(Shape labeling rows)
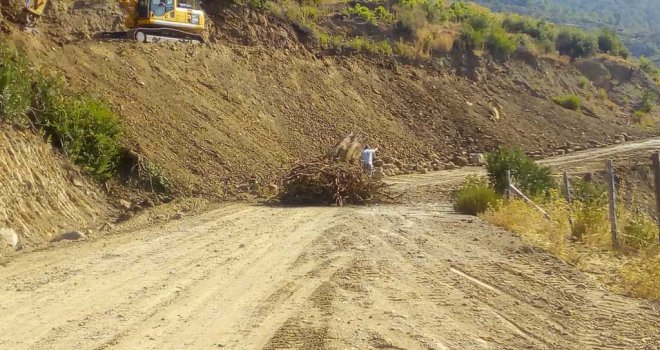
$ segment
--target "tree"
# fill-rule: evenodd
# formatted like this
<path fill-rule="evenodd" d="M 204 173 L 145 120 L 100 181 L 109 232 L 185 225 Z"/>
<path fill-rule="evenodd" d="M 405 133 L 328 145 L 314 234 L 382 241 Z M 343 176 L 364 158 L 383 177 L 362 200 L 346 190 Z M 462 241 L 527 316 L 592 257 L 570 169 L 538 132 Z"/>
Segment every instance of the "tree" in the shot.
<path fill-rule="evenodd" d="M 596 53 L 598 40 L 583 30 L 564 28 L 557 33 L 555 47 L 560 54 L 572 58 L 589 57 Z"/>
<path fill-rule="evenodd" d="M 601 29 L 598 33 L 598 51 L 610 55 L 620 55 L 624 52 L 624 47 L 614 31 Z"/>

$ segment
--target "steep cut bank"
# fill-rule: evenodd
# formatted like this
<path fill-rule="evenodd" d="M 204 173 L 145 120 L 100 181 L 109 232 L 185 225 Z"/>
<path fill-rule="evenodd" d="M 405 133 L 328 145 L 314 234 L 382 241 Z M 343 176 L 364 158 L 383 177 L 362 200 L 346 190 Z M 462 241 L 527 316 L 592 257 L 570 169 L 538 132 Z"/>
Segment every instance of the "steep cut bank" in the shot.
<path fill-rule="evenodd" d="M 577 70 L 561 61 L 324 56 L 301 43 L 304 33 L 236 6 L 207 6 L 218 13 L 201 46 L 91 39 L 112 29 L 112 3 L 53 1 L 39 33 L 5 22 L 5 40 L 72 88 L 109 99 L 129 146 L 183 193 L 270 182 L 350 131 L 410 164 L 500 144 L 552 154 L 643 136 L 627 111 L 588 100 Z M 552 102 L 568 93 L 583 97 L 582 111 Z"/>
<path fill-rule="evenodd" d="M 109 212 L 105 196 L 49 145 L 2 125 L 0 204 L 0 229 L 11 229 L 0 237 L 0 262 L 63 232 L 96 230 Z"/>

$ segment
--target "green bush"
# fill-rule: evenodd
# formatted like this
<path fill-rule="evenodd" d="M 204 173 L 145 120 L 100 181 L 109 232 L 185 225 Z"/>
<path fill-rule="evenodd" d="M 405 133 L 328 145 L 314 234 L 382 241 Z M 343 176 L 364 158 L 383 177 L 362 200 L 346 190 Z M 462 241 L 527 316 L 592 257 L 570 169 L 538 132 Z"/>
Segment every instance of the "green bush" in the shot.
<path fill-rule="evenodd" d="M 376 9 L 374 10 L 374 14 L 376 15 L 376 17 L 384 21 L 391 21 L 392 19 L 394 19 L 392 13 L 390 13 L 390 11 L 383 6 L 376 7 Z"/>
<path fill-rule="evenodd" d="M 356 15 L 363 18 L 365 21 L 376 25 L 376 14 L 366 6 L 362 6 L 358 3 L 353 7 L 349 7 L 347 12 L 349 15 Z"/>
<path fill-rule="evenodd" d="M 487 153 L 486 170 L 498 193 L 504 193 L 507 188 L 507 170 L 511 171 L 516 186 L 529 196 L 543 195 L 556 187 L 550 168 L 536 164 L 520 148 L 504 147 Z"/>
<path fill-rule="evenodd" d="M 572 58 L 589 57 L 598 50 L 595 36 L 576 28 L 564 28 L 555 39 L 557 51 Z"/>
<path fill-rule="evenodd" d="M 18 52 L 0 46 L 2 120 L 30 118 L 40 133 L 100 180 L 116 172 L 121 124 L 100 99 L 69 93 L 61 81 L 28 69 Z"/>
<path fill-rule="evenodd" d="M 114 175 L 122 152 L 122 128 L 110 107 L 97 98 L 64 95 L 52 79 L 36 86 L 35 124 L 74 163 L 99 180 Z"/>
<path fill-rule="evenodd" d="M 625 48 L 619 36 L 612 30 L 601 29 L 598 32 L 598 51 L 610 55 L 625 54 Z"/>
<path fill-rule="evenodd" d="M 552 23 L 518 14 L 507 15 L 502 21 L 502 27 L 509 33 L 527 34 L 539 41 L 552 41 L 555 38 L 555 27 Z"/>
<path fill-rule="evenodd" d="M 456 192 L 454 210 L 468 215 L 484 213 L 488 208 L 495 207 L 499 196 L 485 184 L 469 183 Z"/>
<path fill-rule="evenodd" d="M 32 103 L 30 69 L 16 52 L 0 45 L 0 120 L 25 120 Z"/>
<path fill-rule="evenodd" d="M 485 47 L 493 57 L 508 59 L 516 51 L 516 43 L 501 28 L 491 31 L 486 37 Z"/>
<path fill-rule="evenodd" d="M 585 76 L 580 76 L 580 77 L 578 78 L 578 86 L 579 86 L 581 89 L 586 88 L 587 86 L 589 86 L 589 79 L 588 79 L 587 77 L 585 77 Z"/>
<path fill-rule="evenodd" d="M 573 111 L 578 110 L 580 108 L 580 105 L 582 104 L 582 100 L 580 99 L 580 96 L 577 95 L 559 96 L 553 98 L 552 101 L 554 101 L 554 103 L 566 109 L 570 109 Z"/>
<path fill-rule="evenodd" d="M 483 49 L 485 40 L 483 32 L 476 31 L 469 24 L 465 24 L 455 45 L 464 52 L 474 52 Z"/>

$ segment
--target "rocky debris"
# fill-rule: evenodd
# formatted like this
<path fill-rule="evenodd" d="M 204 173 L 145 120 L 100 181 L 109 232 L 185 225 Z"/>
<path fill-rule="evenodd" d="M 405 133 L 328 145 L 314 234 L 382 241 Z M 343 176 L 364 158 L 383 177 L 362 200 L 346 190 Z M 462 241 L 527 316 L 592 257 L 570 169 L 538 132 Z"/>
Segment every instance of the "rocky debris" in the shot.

▸ WRITTEN TASK:
Copy the rows word for word from their beginning through the line that contains "109 212 L 105", including that line. Leave the pictures out.

▸ FULL RESPONSE:
$ segment
--target "tree"
# fill-rule: evenodd
# formatted like this
<path fill-rule="evenodd" d="M 204 173 L 145 120 L 100 181 L 109 232 L 185 225 Z"/>
<path fill-rule="evenodd" d="M 405 133 L 328 145 L 314 234 L 382 241 Z M 343 176 L 364 158 L 383 177 L 362 200 L 346 190 Z M 462 241 L 527 316 L 592 257 L 570 169 L 538 132 Z"/>
Segment every instance of the "tree" in the shot.
<path fill-rule="evenodd" d="M 596 53 L 598 40 L 583 30 L 564 28 L 557 33 L 555 47 L 560 54 L 572 58 L 589 57 Z"/>
<path fill-rule="evenodd" d="M 601 29 L 598 33 L 598 51 L 610 55 L 620 55 L 624 52 L 624 47 L 614 31 Z"/>

$ segment
--target "steep cut bank"
# fill-rule: evenodd
# formatted like this
<path fill-rule="evenodd" d="M 204 173 L 145 120 L 100 181 L 109 232 L 185 225 Z"/>
<path fill-rule="evenodd" d="M 405 133 L 328 145 L 314 234 L 382 241 Z M 343 176 L 364 158 L 383 177 L 362 200 L 346 190 Z M 462 241 L 527 316 L 592 257 L 570 169 L 538 132 Z"/>
Segment every instance of the "steep cut bank" in the shot.
<path fill-rule="evenodd" d="M 577 70 L 561 61 L 324 56 L 301 43 L 304 33 L 236 6 L 207 6 L 218 13 L 201 46 L 91 39 L 112 29 L 112 3 L 53 1 L 39 33 L 5 22 L 5 40 L 72 88 L 109 99 L 129 146 L 183 193 L 270 182 L 350 131 L 410 164 L 500 144 L 552 154 L 643 136 L 627 111 L 588 100 Z M 552 102 L 568 93 L 583 97 L 582 111 Z"/>
<path fill-rule="evenodd" d="M 109 212 L 105 196 L 49 145 L 2 125 L 0 204 L 0 229 L 11 229 L 0 237 L 0 262 L 63 232 L 96 230 Z"/>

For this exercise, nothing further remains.